Data records:
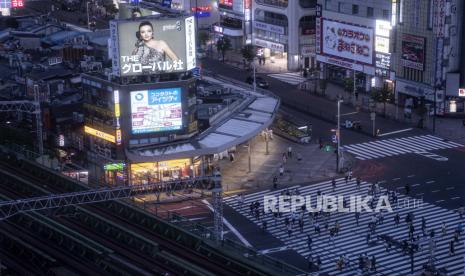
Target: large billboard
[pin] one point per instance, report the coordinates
(413, 51)
(156, 110)
(153, 46)
(347, 41)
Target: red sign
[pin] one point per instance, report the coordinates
(461, 92)
(17, 3)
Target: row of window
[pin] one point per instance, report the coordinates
(305, 4)
(355, 9)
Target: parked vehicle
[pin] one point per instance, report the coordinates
(262, 83)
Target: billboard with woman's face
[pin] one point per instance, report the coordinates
(153, 46)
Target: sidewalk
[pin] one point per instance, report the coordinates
(315, 164)
(320, 106)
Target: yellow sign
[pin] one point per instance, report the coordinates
(99, 134)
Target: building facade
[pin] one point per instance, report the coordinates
(354, 40)
(285, 30)
(427, 60)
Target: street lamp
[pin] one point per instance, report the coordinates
(338, 134)
(88, 17)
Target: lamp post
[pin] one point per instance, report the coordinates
(338, 134)
(88, 17)
(254, 77)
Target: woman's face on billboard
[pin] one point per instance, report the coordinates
(146, 32)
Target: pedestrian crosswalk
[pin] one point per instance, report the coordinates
(291, 78)
(351, 241)
(398, 146)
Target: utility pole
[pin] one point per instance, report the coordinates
(88, 17)
(267, 138)
(434, 109)
(249, 157)
(217, 196)
(338, 134)
(254, 77)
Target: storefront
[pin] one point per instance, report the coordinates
(143, 173)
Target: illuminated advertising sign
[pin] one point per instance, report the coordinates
(347, 41)
(99, 134)
(153, 46)
(413, 51)
(7, 4)
(382, 44)
(383, 28)
(383, 60)
(156, 110)
(225, 4)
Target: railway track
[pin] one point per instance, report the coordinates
(128, 239)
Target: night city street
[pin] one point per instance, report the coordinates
(232, 137)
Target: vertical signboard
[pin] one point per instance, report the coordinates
(413, 51)
(117, 116)
(190, 43)
(114, 48)
(439, 17)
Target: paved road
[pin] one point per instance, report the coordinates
(352, 239)
(431, 166)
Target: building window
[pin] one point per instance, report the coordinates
(430, 14)
(386, 14)
(370, 11)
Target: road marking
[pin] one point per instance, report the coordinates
(394, 132)
(226, 222)
(272, 250)
(350, 113)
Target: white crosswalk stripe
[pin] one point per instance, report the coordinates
(397, 146)
(291, 78)
(352, 237)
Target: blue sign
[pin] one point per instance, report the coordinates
(164, 96)
(196, 71)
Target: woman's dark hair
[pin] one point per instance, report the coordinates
(143, 23)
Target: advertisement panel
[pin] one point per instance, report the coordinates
(382, 44)
(268, 27)
(99, 134)
(347, 41)
(156, 110)
(226, 4)
(153, 46)
(413, 51)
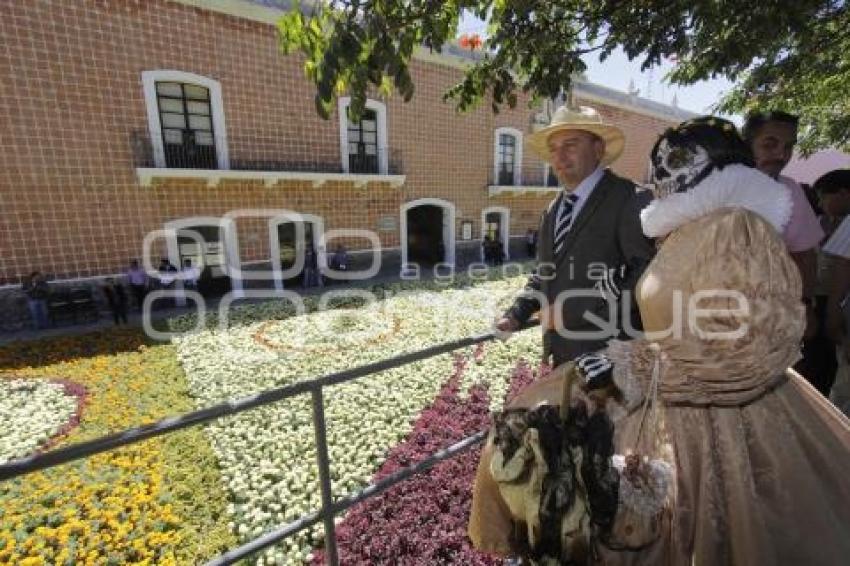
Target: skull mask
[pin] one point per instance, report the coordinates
(677, 168)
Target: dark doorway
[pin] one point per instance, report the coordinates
(291, 246)
(212, 279)
(425, 235)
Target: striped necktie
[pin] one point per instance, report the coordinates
(562, 226)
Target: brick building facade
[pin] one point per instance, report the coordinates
(90, 165)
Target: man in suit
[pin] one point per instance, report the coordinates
(591, 249)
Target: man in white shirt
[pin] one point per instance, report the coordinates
(834, 190)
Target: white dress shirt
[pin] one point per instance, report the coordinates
(582, 191)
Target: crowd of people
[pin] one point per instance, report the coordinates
(677, 432)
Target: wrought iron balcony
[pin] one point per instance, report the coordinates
(204, 159)
(528, 181)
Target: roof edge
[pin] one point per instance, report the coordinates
(455, 57)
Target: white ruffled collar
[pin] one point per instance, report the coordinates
(735, 186)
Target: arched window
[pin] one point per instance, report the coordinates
(507, 156)
(363, 144)
(185, 120)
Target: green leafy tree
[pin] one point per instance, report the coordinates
(790, 55)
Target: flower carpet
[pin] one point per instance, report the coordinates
(186, 497)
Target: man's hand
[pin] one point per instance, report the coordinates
(505, 326)
(596, 369)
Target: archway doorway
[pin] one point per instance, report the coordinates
(291, 236)
(427, 232)
(425, 235)
(208, 245)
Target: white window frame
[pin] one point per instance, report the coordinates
(504, 223)
(149, 80)
(380, 110)
(517, 135)
(546, 169)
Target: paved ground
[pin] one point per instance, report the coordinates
(135, 318)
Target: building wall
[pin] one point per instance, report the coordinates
(74, 119)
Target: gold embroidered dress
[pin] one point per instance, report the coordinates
(761, 460)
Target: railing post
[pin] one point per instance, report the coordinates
(324, 476)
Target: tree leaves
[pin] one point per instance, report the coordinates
(788, 54)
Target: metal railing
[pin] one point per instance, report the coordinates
(313, 158)
(529, 177)
(329, 508)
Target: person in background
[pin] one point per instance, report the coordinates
(190, 275)
(311, 276)
(116, 298)
(531, 242)
(36, 289)
(138, 281)
(772, 137)
(834, 191)
(498, 252)
(339, 261)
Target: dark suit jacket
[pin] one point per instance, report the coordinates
(606, 234)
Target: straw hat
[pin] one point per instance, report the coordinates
(582, 118)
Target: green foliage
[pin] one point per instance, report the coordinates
(782, 53)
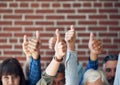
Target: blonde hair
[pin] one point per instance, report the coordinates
(92, 75)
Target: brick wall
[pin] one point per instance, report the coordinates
(19, 17)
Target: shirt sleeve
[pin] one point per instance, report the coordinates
(71, 71)
(46, 80)
(92, 64)
(117, 75)
(35, 71)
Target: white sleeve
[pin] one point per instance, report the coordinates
(117, 75)
(71, 71)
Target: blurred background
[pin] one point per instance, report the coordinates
(19, 17)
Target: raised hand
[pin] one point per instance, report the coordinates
(95, 47)
(34, 46)
(60, 46)
(70, 38)
(25, 47)
(52, 42)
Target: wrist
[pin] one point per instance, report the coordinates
(57, 59)
(93, 56)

Task to complete: For the word "hair", find every line in the data that holds it and copy that line.

Solution for this exercise:
Target: woman's dark hair
Target: blonde hair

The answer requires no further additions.